• **WORK TO BE COMPLETED**
Please turn all of the rows below into a numbered list, leaving out any blank lines.

Object detection data
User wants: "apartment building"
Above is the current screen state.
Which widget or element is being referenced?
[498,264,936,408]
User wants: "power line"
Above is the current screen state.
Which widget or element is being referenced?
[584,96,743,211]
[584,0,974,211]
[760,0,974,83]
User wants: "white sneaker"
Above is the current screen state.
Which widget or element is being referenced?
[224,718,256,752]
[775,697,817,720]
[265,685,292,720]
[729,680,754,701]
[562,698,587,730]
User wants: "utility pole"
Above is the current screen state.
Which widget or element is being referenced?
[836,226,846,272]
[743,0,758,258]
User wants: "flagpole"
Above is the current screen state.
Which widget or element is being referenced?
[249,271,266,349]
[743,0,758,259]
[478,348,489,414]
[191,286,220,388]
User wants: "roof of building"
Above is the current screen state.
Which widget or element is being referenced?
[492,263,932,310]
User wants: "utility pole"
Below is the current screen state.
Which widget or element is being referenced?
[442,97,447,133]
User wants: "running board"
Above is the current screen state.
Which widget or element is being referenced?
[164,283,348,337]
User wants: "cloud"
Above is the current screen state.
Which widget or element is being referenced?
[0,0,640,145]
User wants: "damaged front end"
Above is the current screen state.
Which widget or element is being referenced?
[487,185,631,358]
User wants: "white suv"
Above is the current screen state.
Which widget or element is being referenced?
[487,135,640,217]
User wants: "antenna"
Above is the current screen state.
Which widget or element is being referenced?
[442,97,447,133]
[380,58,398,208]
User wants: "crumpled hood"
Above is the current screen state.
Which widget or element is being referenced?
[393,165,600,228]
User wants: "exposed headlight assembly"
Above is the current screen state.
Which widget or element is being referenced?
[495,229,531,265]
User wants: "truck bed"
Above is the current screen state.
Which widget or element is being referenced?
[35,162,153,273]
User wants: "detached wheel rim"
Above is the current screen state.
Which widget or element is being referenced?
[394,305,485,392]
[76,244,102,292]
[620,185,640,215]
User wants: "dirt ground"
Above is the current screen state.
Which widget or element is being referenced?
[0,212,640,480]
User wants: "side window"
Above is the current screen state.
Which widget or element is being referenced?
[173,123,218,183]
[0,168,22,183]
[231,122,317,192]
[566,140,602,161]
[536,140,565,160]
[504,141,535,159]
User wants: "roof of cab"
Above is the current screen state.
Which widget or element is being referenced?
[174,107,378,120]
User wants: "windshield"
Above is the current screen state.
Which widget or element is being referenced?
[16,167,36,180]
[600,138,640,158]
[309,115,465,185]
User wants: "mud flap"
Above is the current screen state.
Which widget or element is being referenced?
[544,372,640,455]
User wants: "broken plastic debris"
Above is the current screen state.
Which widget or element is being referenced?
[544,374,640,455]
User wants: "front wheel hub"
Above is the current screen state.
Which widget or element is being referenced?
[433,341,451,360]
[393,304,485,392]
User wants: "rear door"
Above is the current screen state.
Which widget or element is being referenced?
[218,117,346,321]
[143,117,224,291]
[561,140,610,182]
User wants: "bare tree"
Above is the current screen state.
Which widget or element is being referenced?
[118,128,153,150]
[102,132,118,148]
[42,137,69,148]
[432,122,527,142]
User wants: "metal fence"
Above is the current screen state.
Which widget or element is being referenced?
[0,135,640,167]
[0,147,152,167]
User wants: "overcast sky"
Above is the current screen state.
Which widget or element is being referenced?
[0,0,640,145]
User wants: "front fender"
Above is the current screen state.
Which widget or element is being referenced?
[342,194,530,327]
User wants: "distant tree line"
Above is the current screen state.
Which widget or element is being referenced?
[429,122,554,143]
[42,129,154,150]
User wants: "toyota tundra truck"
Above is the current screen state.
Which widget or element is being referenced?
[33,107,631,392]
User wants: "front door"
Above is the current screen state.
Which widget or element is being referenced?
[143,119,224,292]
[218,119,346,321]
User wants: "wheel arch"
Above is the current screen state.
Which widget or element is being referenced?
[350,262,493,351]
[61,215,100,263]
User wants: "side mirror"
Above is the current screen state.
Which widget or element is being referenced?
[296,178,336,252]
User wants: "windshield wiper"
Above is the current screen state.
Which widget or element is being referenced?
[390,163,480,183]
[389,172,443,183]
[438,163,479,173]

• **CORRECT ANSWER**
1. User wants: "apartment building"
2. Above is the current screen state.
3. Which widget or element is being referenced?
4. [498,264,936,408]
5. User wants: "power line"
6. Above is the current screen state.
7. Which widget or element is being referenced?
8. [584,96,743,211]
9. [584,0,974,211]
10. [760,0,974,83]
11. User wants: "white sneaker"
12. Above is the current screen state.
13. Which widget or element is being referenced?
14. [224,718,256,752]
15. [775,697,817,720]
16. [265,685,292,720]
17. [729,680,754,701]
18. [562,698,587,730]
19. User wants: "utility pole"
20. Above is the current screen state.
21. Which widget or element is being referenced?
22. [836,226,846,272]
23. [743,0,758,258]
24. User wants: "flagpole"
25. Above is the current screen state.
26. Which widget or element is being referenced?
27. [249,271,266,349]
28. [743,0,758,259]
29. [478,348,489,414]
30. [191,286,220,388]
31. User wants: "roof of building"
32. Above is the current screen state.
33. Which widget or element is being referenced?
34. [492,263,932,310]
35. User wants: "utility pole"
36. Below is the current screen state.
37. Which widget or element is being referenced?
38. [442,97,447,133]
39. User wants: "running board"
40. Above is the current screen state.
41. Which widget or element is being referenced?
42. [164,283,348,337]
43. User wants: "cloud"
44. Above is the current screen state.
45. Which widget or element is being referenced?
46. [0,0,640,145]
47. User wants: "damaged front end"
48. Above is the current screen state.
49. Which widget or element is being referenced?
50. [487,185,631,358]
51. User wants: "white suv"
52. Above is the current screen state.
53. Which widget or element is being referenced?
54. [487,135,640,217]
55. User wants: "antenna"
56. Above is the current screen state.
57. Which widget or element is being referenced?
58. [442,97,447,133]
59. [380,58,398,208]
60. User wants: "crumpled hood"
61. Above is the current screen state.
62. Which widget or element is being referenced?
63. [393,165,600,228]
64. User wants: "exposed headlight assembly"
65. Above is the current screen state.
66. Which widget or element is being referenced?
67. [495,229,531,265]
68. User wants: "truck bed"
69. Above is the current screen state.
70. Which widget or element is being referenced?
71. [35,162,153,273]
72. User wants: "detached wheel rim"
73. Above is the current screen state.
74. Which widget or element is being referenced?
75. [394,305,485,392]
76. [76,244,102,292]
77. [620,185,640,215]
78. User wants: "dirt ground"
79. Above is the current screen state.
80. Which widget or element is being referenced?
81. [0,212,640,480]
82. User wants: "side window"
83. Above is the current screen state.
84. Which widget or element is being referenced?
85. [173,123,218,183]
86. [0,168,22,183]
87. [231,122,317,192]
88. [566,140,602,161]
89. [536,140,565,160]
90. [504,141,535,159]
91. User wants: "roof of cab"
92. Above is the current screen state.
93. Which widget or element is being referenced?
94. [174,107,378,120]
95. User wants: "windshield"
96. Above is the current screen state.
97. Which widget or element is being referenced?
98. [16,167,36,180]
99. [600,138,640,158]
100. [309,115,465,185]
101. User wants: "mud flap"
102. Above is the current screen state.
103. Which widget or element is being referenced?
104. [544,372,640,455]
105. User wants: "broken plastic debris"
106. Above is the current screen state.
107. Which widget or element is being referenced?
108. [544,374,640,455]
109. User wants: "front wheel hub"
110. Above is the current screen state.
111. Which widget or element is being referenced?
112. [433,341,451,360]
113. [393,304,485,392]
114. User wants: "rear door"
115. Above is the current screen state.
116. Which widget or element is being referenced?
117. [218,117,346,321]
118. [143,117,224,291]
119. [561,140,610,182]
120. User wants: "bare tree"
121. Above is the current screen state.
122. Which widget or element is being referenced?
123. [118,128,153,150]
124. [102,132,118,148]
125. [42,137,69,148]
126. [432,122,527,142]
127. User wants: "metal fence"
128. Above is the current screen state.
129. Which widget or element is being referenced?
130. [0,135,640,167]
131. [0,147,152,167]
132. User wants: "overcast sky"
133. Above is the current screen state.
134. Which widget or element is being referenced?
135. [0,0,640,145]
136. User wants: "front fender"
137. Above is the current screen state.
138. Which widget or element is being referenced?
139. [342,194,530,327]
140. User wants: "distant tree line"
141. Above is the current screen state.
142. Which widget or element is being referenced?
143. [429,122,554,143]
144. [42,129,154,150]
145. User wants: "toyota tundra truck"
146. Above is the current screen state.
147. Which widget or element is being referenced?
148. [33,107,631,392]
149. User wants: "front door"
150. Above is the current screen state.
151. Which widget or element is being referenced?
152. [143,119,224,292]
153. [218,119,346,321]
154. User wants: "wheel arch"
155. Above is the current screen state.
156. Which widget or element is being referenced?
157. [350,262,493,351]
158. [61,215,100,263]
159. User wants: "side mirror"
160. Above is the current screen state.
161. Which widget or element is being referenced?
162. [296,178,336,252]
163. User wants: "windshield wiper"
164. Above is the current screen state.
165. Which widget or element is being referenced?
166. [390,163,480,183]
167. [389,172,443,183]
168. [438,163,479,173]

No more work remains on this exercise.